◆ Work order ◆
The full listing below is to be written out exactly.

-- Information given follows --

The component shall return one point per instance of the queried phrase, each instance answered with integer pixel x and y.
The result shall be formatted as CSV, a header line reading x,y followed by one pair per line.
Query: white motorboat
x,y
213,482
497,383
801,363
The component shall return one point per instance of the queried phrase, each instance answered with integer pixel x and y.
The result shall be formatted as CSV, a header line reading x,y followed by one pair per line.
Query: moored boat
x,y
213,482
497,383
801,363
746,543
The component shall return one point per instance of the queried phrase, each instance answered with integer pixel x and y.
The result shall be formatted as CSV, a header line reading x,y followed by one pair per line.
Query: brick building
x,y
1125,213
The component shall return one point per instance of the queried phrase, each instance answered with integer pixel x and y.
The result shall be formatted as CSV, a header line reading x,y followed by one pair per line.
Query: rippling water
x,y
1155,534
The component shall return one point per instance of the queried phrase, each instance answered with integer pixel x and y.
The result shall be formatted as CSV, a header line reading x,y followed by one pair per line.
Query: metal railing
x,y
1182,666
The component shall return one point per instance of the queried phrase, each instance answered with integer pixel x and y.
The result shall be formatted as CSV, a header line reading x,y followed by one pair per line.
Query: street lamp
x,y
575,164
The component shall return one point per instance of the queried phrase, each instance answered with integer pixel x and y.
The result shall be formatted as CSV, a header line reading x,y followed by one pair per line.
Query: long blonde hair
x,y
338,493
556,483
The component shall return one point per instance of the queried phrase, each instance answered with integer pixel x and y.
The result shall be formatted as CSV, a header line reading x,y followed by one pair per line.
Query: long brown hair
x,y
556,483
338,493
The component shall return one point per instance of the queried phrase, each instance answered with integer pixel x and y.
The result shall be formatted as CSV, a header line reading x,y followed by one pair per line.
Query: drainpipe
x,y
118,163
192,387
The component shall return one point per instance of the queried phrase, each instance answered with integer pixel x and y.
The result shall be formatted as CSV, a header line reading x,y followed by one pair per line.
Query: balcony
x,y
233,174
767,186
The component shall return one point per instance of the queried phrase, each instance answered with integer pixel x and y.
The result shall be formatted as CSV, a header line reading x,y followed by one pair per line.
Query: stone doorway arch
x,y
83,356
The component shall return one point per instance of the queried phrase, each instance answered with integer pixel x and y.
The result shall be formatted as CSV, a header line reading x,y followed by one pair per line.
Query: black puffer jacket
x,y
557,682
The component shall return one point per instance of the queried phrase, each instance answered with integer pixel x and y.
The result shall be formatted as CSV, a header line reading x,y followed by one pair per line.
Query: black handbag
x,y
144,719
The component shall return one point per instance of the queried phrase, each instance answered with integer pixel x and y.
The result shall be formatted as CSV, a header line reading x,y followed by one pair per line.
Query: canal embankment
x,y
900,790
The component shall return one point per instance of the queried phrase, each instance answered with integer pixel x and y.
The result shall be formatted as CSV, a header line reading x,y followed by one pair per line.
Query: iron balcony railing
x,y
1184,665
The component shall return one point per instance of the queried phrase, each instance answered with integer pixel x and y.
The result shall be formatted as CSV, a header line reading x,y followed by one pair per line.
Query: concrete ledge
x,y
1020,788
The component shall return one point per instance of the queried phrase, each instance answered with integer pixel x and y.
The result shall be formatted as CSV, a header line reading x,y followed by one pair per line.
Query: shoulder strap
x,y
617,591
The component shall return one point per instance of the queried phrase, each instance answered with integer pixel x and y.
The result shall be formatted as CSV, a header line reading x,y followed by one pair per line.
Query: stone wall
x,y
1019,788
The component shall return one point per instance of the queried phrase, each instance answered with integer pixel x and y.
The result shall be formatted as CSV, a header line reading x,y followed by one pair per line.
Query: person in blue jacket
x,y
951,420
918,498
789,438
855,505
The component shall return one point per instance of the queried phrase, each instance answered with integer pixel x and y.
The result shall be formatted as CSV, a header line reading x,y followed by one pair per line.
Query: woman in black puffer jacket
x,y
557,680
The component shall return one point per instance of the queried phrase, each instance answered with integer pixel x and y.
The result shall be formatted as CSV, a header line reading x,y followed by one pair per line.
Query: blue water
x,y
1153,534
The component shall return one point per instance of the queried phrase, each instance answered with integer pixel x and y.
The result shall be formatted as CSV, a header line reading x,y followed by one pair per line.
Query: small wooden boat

-- Information given concluded --

◆ Task solution ◆
The component shall return one point per instance of the queried phrase, each instance answered with integer pixel x and y.
The result shall be formatted as CSV, a header line reading x,y followed by one pair per line.
Query: white motorboat
x,y
213,482
497,383
801,363
The component shall return one point per instance of the queried phrase, each instance answered with integer pixel x and y.
The result shall be formatted as CSV, a header line reading x,y followed by one pair per line.
Query: moored boat
x,y
213,482
497,383
801,363
746,543
The component shall return one point per instance of the queried phrase, each instance answered with integer pixel x and y.
The result shall be formatted as CSV, a header line reading x,y followed by one pair per line.
Query: brick building
x,y
1125,213
The component shall return one point per instance of the queried phrase, each instance answered with integer pixel x and y.
The result shall be formatted as CSV, a header line reading x,y followed by one pair per line.
Query: rippling water
x,y
1155,534
The component shall return one point per instance of the queried phrase, each instance answered with integer pixel x and y.
The result shall be formatted as CSV, a header line reading x,y followed by one pair per line.
Query: metal railing
x,y
1182,666
The component shall return one point per instance of the queried phrase, each instance answered with integer pixel x and y.
The result shall be formatted as CSV, a header line reading x,y followed by one pair per line.
Query: street lamp
x,y
575,164
The component shall return one point per instance of the queried phrase, each instance answered with integer pixel x and y.
The result shall be formatted as CSV, a header line reading x,y followed by one pair per line.
Query: long blonde hair
x,y
338,493
556,483
The component shall return one point per instance of the queried phrase, each instance answered with integer pixel x and y.
The result shall be formatted as CSV, a header line reading x,y followed by one pair per line.
Query: long brown hair
x,y
556,483
338,493
The component shall return one point per instance of the queried phrase, each instance answered with integer pixel x and y.
The result shall be formatted as CSV, a header line reading x,y followed by one pair per line.
Query: drainpipe
x,y
118,163
192,387
The component shall return one point per instance of the queried phrase, each instance answered with integer pixel x and y.
The result shall be formatted as CSV, a header line reading x,y followed by one pair per line.
Query: balcony
x,y
233,174
767,186
The component shall return one point per instance of the queried phrase, each instance answered with integer pixel x and y.
The result shall be formatted as CSV, a header line reading x,y followed by one pair per line.
Query: stone doorway arch
x,y
83,356
The component shall return one point per instance of the queried phrase, each instance answered with integer pixel x and y.
The result shall be formatted as CSV, a header line reading x,y followed by one pair per line.
Query: black puffer jacket
x,y
557,682
The component shall return one point per instance of the queried phrase, each instance answered with integer pixel x and y.
The result shall be formatted as CSV, a header line reading x,y followed by one pair per line.
Query: black handbag
x,y
144,719
The component shall return one point per instance of the queried phrase, each instance answered with integer pixel x and y.
The result shall be formatted as CSV, a header line reading x,y followed by one pair per line.
Query: canal embankment
x,y
900,790
The component shall return one point per instance of the queried phrase, each instance answered with integer pixel x and y.
The result shall be formatted as CSV, a header line reading x,y followed by one pair per line.
Query: iron balcony railing
x,y
1184,665
The component shall return one point per instance of the queried phrase, each instance answered with integer pixel x and y.
The result shall be formatted as CSV, a header line reading x,y followed by one pair per line.
Query: concrete ledge
x,y
1020,788
The component shall return one point per instance of the queried phrase, each instance answered with integer pixel x and y.
The result shall be formatted as CSV, a header line reading x,y followed by one pair per line.
Query: shoulder strap
x,y
617,591
The component shall return one point per instance of the queried phrase, each instance answered with integer pixel x and y.
The result shall be formatted as CSV, a header line reading x,y followed by one pair per line.
Query: stone wall
x,y
1019,788
The component shall return one point per instance of the queried phrase, each instance answered with integer pixel x and y.
The result shall be formatted as CSV, a header line reading x,y followed by one pair per line.
Query: person in blue jacket
x,y
951,420
918,498
789,438
855,505
The component shall return one point per instance of the queried phrase, each instance answered with integer pixel x and y.
The result shall be formatted as CSV, a header line reading x,y followed by one pair per line.
Query: woman in black puffer jacket
x,y
557,680
The component shall return one point per instance of the queried phrase, each instance answered with integer pixel x and y.
The result shall be formatted as CSV, a header line reading x,y followed by one pair per line.
Query: blue water
x,y
1153,534
The component shall return one point per instance of the queried phrase, each instance answered with integer pixel x and y.
The result shall be formatted as CSV, a header line reading x,y followed by one pair per line.
Query: small wooden boat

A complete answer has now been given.